O processo de  comunicação sempre  foi complexo. Várias fontes abasteciam as pessoas de ideais formavam opiniões e despertavam dúvidas. O que mudou no decorrer  dos  tempos foi a velocidade  e a  quantidade  de informações  que chegam até nós, diariamente,  despertando dúvidas, angústia  e até  cansaço  mental.

Historicamente, os  movimentos  sociais dependem da  existência  de mecanismos de comunicação específicos: boatos, sermões, panfletos e manifestos passados  de pessoa a  pessoa, a partir do púlpito, da imprensa  ou por meio de qualquer meio de comunicação disponível. Em  nossa  época, as redes digitais, multimodais, de comunicação horizontal são os  veículos mais  rápidos e  mais autônomos, interativos, reprogramáveis  e amplificadores  de toda história. As características dos processos de comunicação entre indivíduos  engajados  em movimentos socias determinam as características organizacionais  do próprio movimento: quanto mais  interativo  e  autoconfigurável for a comunicação, menos hierárquico será  e mais participativo o movimento. É por isso que os movimentos sociais  em rede da  era digital representam uma nova  espécie em seu gênero.[1]

Inocência pensar que comunicação se  resume a mera  transmissão de informações. Existe comunicação quando se cria significado no processo de troca  de informações ou quando uma das partes consegue convencer a outra  que existe sentido em seu argumento ou processo racional.

# Dados registrados

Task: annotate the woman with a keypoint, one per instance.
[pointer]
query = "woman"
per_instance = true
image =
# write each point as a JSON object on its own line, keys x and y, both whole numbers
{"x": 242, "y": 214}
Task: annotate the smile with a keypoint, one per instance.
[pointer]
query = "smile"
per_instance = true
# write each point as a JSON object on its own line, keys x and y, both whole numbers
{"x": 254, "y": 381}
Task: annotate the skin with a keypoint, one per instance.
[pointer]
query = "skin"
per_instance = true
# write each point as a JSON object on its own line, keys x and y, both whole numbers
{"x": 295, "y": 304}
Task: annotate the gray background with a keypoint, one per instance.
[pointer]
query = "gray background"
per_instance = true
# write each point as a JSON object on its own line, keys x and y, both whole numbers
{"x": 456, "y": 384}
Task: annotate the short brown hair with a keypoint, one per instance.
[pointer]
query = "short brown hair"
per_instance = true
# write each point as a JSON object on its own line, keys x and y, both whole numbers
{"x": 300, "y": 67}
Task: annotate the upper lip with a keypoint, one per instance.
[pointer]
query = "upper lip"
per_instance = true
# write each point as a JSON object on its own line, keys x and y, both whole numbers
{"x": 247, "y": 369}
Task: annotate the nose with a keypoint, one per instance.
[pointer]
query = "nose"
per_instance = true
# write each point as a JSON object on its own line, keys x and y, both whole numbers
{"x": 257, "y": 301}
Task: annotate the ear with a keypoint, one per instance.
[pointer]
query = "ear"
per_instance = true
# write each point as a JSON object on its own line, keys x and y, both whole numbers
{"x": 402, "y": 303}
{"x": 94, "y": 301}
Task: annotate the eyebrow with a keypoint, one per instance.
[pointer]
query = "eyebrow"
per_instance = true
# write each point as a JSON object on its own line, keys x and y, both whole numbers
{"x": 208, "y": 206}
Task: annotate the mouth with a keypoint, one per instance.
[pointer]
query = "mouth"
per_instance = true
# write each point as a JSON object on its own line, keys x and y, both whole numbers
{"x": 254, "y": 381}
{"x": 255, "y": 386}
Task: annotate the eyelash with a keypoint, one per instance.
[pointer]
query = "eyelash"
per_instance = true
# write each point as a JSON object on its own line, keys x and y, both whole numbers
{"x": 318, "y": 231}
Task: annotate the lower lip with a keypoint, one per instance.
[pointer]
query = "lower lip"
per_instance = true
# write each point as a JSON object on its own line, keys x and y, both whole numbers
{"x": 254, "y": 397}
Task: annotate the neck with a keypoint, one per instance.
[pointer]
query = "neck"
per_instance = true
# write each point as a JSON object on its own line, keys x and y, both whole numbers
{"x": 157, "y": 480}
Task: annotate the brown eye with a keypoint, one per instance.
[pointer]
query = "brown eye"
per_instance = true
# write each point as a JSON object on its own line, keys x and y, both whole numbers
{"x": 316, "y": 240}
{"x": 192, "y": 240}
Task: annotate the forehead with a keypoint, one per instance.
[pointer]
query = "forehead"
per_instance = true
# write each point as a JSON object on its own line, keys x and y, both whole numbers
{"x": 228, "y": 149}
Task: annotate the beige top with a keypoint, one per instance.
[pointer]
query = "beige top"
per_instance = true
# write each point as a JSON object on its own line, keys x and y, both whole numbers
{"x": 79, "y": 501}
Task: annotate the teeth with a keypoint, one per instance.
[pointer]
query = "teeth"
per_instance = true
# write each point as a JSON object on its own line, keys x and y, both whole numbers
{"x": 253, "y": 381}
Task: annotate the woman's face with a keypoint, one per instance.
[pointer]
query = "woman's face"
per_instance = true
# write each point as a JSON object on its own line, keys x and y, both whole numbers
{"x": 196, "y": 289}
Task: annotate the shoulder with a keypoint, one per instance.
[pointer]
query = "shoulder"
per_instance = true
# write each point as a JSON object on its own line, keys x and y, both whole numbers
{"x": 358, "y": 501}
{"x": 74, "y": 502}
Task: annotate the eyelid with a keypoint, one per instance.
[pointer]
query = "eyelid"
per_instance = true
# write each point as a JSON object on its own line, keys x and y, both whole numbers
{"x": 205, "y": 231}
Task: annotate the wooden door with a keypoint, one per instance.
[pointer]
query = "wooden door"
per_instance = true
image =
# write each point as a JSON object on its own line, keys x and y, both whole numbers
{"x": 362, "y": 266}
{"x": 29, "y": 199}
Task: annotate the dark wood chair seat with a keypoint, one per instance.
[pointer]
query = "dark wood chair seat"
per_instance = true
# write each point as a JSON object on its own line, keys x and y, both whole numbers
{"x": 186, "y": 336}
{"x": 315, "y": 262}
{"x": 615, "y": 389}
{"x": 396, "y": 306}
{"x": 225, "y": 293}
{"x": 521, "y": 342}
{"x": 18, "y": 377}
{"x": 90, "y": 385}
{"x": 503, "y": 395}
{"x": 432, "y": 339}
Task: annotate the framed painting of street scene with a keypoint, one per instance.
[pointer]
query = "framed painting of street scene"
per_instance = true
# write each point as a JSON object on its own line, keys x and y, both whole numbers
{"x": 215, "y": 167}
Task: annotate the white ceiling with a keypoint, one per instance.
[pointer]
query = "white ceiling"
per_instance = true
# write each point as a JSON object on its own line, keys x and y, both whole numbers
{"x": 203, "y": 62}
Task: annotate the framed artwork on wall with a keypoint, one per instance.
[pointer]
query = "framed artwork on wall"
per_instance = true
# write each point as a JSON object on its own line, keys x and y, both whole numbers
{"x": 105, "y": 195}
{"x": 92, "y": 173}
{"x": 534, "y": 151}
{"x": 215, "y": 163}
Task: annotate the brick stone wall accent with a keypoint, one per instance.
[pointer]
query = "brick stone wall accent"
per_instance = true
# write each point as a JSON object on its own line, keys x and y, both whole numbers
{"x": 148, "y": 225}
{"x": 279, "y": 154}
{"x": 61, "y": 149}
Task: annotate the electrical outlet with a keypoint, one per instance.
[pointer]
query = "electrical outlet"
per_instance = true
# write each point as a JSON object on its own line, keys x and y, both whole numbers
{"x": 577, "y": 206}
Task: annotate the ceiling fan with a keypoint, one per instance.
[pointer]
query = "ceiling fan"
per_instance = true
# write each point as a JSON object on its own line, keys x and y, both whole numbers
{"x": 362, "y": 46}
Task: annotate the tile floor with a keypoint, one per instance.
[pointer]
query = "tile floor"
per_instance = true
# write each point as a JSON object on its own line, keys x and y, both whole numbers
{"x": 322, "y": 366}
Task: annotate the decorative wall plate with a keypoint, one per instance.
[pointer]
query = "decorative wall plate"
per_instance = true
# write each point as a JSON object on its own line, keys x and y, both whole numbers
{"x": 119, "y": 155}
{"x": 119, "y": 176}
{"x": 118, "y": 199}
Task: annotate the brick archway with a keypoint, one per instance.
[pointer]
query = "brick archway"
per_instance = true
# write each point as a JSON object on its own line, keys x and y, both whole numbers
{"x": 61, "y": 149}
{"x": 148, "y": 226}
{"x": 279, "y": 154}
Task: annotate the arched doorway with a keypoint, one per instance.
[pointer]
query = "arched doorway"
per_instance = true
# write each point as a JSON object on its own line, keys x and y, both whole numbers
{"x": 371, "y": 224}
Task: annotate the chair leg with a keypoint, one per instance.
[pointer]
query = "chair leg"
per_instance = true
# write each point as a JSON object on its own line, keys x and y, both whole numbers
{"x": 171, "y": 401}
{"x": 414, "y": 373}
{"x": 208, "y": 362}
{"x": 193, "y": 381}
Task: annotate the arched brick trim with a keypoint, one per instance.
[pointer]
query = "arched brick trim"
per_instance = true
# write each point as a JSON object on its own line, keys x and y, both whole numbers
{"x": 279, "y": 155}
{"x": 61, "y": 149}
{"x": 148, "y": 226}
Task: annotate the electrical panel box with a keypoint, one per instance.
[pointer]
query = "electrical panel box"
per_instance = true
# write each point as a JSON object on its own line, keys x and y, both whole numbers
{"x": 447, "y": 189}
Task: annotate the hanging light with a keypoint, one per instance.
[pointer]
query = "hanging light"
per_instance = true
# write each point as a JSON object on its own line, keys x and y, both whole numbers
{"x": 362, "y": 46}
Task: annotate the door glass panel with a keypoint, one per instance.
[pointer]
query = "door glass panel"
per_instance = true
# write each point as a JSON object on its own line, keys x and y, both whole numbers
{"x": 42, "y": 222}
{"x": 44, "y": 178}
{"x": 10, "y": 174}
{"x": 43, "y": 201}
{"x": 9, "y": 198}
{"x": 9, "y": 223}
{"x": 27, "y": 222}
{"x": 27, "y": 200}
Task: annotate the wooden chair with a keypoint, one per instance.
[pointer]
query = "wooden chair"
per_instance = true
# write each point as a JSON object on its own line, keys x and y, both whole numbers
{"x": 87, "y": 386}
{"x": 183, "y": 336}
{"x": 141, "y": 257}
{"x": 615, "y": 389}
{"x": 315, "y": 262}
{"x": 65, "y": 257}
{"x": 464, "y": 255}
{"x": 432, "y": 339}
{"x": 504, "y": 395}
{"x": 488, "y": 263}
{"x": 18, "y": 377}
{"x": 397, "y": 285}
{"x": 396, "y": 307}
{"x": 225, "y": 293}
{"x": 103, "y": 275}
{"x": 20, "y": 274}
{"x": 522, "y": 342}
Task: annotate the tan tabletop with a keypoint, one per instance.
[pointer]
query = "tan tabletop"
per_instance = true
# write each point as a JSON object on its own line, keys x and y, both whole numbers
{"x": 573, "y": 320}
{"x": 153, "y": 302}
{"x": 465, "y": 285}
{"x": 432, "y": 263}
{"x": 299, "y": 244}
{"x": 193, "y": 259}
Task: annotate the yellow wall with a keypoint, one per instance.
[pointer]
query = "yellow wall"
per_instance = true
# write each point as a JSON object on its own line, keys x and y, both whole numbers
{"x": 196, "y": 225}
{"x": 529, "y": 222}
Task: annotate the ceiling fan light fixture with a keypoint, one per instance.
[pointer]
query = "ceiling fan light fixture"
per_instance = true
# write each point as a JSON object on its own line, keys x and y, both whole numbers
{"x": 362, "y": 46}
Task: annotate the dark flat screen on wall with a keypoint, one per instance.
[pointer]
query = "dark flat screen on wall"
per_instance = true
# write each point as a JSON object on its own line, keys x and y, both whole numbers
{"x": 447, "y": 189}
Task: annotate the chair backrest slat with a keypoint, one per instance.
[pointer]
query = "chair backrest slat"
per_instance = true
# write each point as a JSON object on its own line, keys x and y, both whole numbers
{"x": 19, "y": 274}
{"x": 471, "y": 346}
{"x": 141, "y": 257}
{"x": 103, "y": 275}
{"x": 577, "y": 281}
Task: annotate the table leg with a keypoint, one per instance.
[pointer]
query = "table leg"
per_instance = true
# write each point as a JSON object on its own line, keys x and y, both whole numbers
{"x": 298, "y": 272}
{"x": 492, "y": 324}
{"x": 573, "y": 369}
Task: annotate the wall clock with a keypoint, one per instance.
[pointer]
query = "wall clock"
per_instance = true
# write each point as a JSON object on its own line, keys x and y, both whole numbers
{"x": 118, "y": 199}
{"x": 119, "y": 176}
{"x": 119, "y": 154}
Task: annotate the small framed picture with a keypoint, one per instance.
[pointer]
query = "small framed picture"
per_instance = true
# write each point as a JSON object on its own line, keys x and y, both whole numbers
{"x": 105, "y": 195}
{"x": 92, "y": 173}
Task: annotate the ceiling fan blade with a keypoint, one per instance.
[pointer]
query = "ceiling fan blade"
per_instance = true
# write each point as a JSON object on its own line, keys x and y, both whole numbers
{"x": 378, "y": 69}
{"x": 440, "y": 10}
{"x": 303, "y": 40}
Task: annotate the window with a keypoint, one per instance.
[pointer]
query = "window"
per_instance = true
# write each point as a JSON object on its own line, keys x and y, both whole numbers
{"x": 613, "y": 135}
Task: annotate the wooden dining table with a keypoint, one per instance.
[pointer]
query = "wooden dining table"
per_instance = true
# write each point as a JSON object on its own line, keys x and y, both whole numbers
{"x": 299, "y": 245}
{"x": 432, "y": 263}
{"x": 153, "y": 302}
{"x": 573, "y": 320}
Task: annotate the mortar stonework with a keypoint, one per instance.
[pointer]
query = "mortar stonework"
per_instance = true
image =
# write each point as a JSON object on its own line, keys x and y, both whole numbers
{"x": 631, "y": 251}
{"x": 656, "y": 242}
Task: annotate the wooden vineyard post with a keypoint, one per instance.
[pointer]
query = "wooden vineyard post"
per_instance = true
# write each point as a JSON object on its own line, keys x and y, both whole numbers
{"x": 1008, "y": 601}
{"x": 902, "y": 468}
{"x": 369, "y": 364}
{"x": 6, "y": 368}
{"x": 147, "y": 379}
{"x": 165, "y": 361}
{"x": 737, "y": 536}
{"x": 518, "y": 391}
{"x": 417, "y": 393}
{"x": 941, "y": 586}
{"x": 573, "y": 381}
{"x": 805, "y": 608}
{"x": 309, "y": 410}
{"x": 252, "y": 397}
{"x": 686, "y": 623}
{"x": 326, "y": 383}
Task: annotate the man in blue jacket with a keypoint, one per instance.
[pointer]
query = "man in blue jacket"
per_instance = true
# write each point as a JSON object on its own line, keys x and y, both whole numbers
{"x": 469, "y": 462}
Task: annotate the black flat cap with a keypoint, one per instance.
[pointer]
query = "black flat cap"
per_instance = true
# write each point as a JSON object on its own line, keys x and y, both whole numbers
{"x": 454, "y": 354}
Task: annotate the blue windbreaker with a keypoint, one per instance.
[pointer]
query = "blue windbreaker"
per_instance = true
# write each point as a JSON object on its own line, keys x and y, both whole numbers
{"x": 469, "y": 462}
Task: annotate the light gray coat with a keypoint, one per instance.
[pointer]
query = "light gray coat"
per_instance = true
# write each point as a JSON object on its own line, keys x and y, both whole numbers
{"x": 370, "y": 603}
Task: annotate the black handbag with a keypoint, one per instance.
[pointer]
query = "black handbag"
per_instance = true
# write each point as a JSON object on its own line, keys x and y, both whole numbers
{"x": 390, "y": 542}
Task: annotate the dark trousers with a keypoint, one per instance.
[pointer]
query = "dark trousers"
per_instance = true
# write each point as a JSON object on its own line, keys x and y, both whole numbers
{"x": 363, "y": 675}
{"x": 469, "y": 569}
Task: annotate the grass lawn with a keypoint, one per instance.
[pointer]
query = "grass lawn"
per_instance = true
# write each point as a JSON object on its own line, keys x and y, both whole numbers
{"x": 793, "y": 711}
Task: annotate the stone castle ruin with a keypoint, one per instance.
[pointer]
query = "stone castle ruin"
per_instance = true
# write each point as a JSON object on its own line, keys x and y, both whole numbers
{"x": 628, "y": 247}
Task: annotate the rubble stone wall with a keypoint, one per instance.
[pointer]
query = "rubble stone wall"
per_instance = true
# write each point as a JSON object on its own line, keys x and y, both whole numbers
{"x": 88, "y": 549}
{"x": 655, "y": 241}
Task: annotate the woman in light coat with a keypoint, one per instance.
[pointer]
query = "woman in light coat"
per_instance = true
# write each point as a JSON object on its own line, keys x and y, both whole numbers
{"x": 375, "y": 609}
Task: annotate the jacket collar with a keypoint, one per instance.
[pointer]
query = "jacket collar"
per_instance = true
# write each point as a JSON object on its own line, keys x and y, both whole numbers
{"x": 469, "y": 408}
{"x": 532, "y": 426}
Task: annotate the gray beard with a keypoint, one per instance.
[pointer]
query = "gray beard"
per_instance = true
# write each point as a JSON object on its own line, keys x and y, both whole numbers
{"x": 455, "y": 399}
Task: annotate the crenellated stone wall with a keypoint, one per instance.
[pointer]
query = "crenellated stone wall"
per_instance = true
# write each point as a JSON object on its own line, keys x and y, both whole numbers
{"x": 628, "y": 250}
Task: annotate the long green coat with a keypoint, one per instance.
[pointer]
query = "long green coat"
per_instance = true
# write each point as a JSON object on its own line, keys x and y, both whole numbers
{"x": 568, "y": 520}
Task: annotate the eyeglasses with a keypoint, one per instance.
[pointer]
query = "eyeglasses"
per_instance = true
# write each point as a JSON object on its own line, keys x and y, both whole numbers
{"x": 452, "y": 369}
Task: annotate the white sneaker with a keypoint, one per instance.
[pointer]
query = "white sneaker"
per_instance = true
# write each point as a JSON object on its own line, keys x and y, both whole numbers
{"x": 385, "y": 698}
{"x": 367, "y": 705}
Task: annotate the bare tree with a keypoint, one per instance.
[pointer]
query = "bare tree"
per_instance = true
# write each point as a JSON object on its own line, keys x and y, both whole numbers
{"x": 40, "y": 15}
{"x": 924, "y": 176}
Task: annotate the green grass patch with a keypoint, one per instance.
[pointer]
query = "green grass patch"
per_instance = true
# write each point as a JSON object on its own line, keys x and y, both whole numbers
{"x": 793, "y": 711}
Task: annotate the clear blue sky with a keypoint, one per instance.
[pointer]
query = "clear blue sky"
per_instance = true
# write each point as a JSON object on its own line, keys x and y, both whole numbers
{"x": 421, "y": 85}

# Tarefa a cumprir
Cite na íntegra o texto sobre comunicação, sem mudar nada. Baseie-se somente no texto sobre comunicação.

# Exercício resolvido
O processo de  comunicação sempre  foi complexo. Várias fontes abasteciam as pessoas de ideais formavam opiniões e despertavam dúvidas. O que mudou no decorrer  dos  tempos foi a velocidade  e a  quantidade  de informações  que chegam até nós, diariamente,  despertando dúvidas, angústia  e até  cansaço  mental.

Historicamente, os  movimentos  sociais dependem da  existência  de mecanismos de comunicação específicos: boatos, sermões, panfletos e manifestos passados  de pessoa a  pessoa, a partir do púlpito, da imprensa  ou por meio de qualquer meio de comunicação disponível. Em  nossa  época, as redes digitais, multimodais, de comunicação horizontal são os  veículos mais  rápidos e  mais autônomos, interativos, reprogramáveis  e amplificadores  de toda história. As características dos processos de comunicação entre indivíduos  engajados  em movimentos socias determinam as características organizacionais  do próprio movimento: quanto mais  interativo  e  autoconfigurável for a comunicação, menos hierárquico será  e mais participativo o movimento. É por isso que os movimentos sociais  em rede da  era digital representam uma nova  espécie em seu gênero.[1]

Inocência pensar que comunicação se  resume a mera  transmissão de informações. Existe comunicação quando se cria significado no processo de troca  de informações ou quando uma das partes consegue convencer a outra  que existe sentido em seu argumento ou processo racional.